▶ Work to do
Rewrite the material below as a numbered list, covering only everything from the line containing "y=602, one point per instance." down to the line containing "x=125, y=459", both of those lines included. Leave out any blank lines.
── Record excerpts
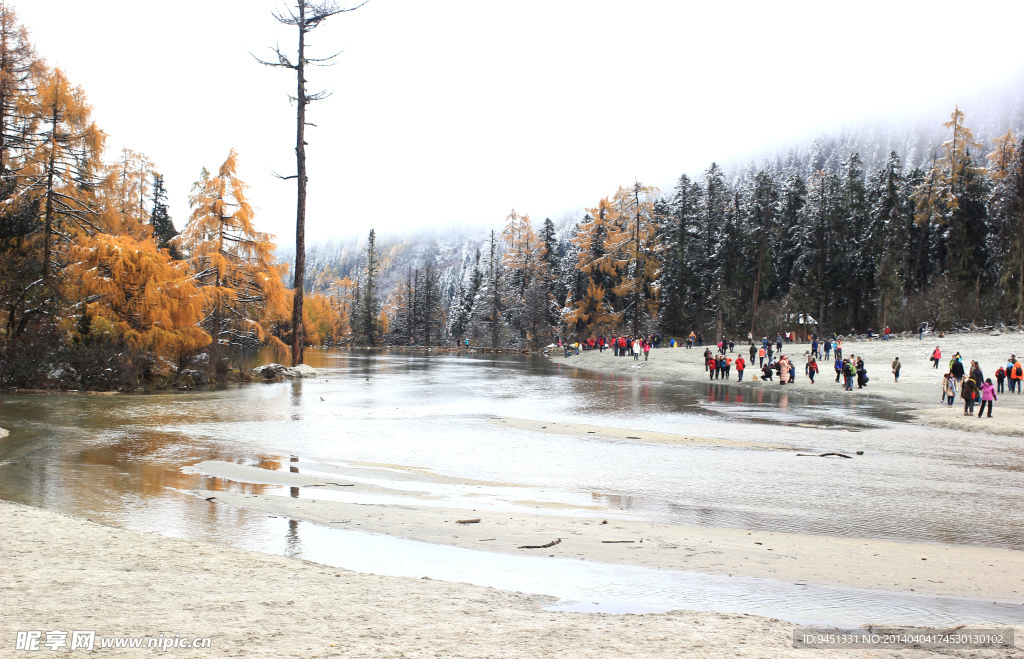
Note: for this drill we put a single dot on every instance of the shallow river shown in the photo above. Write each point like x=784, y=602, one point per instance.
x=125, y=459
────
── Record excerpts
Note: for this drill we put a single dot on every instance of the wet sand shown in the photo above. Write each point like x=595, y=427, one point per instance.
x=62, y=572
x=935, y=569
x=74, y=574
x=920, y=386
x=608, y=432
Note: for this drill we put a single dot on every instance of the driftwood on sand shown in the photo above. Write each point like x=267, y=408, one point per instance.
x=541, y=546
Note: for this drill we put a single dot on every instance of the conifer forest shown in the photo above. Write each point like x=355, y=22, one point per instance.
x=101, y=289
────
▶ Result below
1. Note: for this drill we put a single dot on every instance of the shallow river shown in the photo above. Write each point like x=784, y=602, one point per instance.
2. x=125, y=459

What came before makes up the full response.